_Исходный отрывок_
______________________________

К счастью, по прошествии тысячелетий мы можем сказать, что Гомер одержал победу над Платоном. Он оказался лучшим пророком. Это произошло благодаря тому, что его интересовал человек в целом, действующий прежде всего под влиянием глубоких эмоций, а не только на основе рациональных мыслей.
Таким образом, уже в Древней Греции произведения Гомера не только оказывали глубокое воздействие на уровень человеческого сознания, но и находились в центре дискуссий творческих умов. Их рождение положило начало творческому процессу, который никогда с тех пор не прекращался. В эпоху, предшествовавшую эпосу Гомера, культура развивалась рывками; так называемые темные века эллинизма (длившиеся примерно с XII по IX вв. до н. э.) стерли из памяти человечества прежние достижения и сохранили только названия таких блестящих цивилизаций, как микенская культура, существовавшая ранее на той же почве. Ее крепости еще стояли, но ничего не было известно об их создателях, о том, кем и для кого они были возведены; забытой оказалась и их письменность. Греки регрессировали, переселившись из дворцов в хижины, перейдя от письменной цивилизации к устной.
Однако примерно с начала VIII в/ до н. э. начался процесс, превративший западную культуру в культуру аккумулирующую, которая с тех пор и по настоящее время продолжает копить и сохранять свои достижения. (По сравнению с темными веками эллинизма темные, или средние, века Европы явили миру значительно меньшую регрессию, поскольку европейская культура не прекратила развиваться, она просто на несколько столетий переместилась к арабам.) Учитывая, что большинство ученых считают VIII в. до н. э. временем, в течение которого поэмы Гомера приняли свою окончательную форму, мы можем заключить, что их автор (или авторы), быть может, не сознавая этого, сыграл (или сыграли) важнейшую роль в формировании «пайдейи», явившейся свидетелем всех культурных достижений последующих столетий. Гомер подготовил почву, на которой предстояло развиваться всей греческой культуре – об этом можно также сказать, что он сыграл роль терапевта архаической группы, – и это объясняет, почему и в наши дни поэмы раскрывают свою сущность уже с начальных строк, а не по завершении их чтения. Даже Платон, критически относившийся к Гомеру, считал его основоположником греческой трагедии («Republic», 595 ff.) 57.

______________________________

_Цель упражнения_
Ответьте коротко на вопросы по отрывку о Гомере:
(a) Над кем, по словам автора, одержал победу Гомер?
(b) Примерно с какого по какой век длились темные века эллинизма?
(c) В каком веке, по мнению большинства ученых, поэмы Гомера приняли окончательную форму?

_Записи с данными_
______________________________

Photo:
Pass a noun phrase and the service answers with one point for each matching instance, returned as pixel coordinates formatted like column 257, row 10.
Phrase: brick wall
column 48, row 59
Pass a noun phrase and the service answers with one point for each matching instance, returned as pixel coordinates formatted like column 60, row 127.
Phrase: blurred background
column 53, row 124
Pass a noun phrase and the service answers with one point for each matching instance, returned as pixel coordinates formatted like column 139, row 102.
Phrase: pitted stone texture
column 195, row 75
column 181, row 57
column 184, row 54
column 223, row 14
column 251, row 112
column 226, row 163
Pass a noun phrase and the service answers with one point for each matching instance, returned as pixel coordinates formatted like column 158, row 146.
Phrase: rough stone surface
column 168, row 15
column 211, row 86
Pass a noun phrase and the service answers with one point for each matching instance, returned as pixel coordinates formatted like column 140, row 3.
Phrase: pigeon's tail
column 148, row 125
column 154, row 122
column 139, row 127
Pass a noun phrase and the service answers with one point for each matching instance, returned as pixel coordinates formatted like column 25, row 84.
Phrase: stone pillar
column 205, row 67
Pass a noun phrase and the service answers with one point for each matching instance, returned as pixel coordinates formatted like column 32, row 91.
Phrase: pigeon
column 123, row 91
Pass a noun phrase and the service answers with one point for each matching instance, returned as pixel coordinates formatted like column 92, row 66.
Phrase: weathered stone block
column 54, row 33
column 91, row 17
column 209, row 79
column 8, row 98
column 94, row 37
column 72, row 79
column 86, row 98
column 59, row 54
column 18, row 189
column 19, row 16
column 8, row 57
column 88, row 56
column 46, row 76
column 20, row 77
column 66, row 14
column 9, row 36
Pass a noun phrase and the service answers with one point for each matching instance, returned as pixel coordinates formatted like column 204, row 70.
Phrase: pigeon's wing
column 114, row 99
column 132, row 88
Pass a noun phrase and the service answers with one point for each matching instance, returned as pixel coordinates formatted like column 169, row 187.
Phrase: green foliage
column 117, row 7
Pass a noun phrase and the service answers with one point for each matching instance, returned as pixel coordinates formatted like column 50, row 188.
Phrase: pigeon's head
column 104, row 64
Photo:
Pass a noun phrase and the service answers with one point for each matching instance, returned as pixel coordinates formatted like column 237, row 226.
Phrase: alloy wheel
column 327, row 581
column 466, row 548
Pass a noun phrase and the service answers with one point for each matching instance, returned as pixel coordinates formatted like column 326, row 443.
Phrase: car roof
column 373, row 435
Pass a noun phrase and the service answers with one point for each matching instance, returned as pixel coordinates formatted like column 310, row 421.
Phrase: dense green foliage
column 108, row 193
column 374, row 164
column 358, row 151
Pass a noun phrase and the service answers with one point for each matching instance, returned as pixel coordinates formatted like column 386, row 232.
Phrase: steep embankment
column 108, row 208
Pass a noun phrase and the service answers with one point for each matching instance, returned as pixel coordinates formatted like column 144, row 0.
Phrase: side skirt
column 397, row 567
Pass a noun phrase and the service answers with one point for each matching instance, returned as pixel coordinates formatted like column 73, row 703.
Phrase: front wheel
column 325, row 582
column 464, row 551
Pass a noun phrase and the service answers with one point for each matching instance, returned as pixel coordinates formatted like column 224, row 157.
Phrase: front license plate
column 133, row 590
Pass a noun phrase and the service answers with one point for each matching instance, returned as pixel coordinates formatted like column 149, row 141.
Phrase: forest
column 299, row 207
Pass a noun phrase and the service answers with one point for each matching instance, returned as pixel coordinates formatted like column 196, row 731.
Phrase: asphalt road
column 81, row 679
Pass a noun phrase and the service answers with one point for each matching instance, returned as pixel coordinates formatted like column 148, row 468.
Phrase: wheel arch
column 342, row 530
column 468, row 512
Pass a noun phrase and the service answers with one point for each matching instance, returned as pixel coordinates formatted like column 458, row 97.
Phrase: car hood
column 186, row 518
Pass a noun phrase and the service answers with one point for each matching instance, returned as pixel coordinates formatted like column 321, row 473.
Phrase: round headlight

______________________________

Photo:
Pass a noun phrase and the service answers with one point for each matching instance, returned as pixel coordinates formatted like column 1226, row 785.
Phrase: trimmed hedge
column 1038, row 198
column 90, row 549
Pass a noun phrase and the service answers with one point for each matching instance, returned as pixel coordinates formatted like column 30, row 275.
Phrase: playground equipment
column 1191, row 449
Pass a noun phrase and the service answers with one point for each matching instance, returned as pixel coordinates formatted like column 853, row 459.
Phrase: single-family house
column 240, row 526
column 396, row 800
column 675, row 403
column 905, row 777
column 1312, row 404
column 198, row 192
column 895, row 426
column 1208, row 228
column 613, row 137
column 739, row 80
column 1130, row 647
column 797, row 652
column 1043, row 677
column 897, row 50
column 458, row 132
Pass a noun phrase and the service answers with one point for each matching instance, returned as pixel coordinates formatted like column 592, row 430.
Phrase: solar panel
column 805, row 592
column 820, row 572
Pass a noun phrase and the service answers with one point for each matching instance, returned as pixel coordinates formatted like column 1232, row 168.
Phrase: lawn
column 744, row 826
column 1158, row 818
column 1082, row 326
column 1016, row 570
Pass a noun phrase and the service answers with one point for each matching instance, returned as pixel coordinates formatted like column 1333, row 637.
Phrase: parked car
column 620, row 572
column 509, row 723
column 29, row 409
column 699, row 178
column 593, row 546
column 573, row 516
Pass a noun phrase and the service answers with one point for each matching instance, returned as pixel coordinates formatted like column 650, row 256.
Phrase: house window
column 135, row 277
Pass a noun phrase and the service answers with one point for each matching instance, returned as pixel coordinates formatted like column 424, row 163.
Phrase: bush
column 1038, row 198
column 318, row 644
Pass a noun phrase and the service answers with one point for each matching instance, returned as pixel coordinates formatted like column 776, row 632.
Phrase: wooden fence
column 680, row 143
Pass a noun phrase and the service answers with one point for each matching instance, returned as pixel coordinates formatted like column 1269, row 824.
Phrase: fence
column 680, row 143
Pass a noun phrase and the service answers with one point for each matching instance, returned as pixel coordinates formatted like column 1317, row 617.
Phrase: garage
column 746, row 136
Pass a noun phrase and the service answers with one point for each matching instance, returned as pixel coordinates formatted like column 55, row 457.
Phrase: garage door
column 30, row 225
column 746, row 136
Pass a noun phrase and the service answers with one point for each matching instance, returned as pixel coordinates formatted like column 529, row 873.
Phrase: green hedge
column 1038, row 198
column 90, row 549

______________________________

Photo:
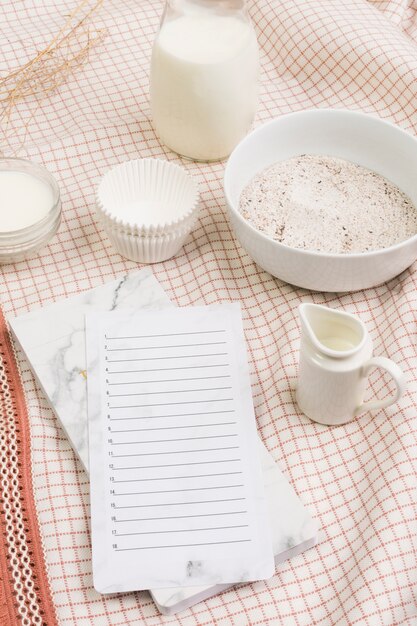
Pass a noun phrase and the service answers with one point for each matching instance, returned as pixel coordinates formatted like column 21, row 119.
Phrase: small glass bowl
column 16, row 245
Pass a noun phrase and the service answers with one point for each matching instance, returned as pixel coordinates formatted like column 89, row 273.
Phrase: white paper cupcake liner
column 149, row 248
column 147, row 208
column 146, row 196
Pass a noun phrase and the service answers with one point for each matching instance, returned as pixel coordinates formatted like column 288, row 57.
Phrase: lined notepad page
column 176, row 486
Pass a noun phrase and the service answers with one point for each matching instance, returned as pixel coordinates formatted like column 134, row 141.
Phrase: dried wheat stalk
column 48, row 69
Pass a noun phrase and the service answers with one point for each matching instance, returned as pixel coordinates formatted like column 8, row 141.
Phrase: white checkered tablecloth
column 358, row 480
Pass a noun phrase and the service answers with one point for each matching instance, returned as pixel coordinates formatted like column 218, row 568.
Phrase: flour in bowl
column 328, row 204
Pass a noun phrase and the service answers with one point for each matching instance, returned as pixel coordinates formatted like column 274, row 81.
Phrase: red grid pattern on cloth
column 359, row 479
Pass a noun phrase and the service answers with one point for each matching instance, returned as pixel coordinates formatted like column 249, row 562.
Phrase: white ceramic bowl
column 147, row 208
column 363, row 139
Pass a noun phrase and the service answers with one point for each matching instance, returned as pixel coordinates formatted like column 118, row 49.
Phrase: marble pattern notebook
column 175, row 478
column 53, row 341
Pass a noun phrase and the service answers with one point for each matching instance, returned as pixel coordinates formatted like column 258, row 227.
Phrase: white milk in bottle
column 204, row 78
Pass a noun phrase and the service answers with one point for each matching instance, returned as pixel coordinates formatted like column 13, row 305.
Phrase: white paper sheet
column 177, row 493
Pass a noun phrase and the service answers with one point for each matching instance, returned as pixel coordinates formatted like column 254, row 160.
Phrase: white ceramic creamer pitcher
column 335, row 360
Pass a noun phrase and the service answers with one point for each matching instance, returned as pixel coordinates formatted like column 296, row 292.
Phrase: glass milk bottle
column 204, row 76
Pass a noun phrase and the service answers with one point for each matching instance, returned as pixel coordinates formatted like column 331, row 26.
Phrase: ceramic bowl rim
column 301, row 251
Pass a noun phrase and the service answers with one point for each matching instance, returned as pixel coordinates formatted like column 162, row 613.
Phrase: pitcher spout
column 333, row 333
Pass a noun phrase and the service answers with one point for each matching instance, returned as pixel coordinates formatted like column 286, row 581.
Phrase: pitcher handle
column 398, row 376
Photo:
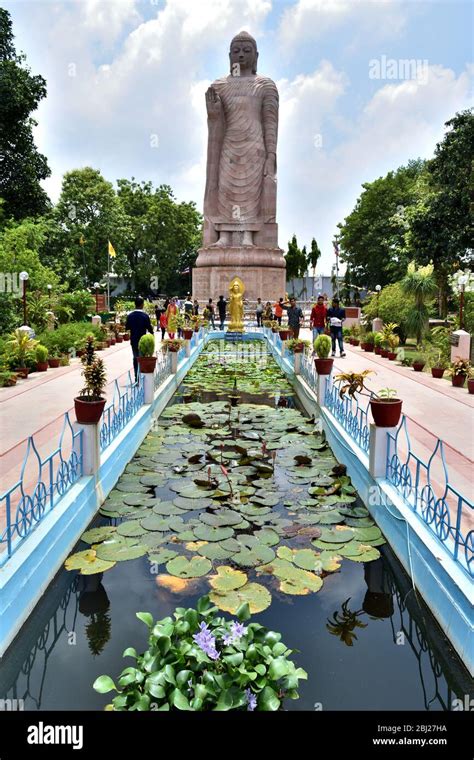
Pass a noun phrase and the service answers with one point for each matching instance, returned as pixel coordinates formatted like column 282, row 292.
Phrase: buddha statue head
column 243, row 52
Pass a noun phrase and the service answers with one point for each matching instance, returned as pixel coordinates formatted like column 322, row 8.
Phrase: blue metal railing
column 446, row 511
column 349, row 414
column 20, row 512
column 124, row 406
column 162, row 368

______________________________

_Ответ к заданию_
(a) Над Платоном.
(b) Примерно с XII по IX в. до н. э.
(c) В VIII в. до н. э.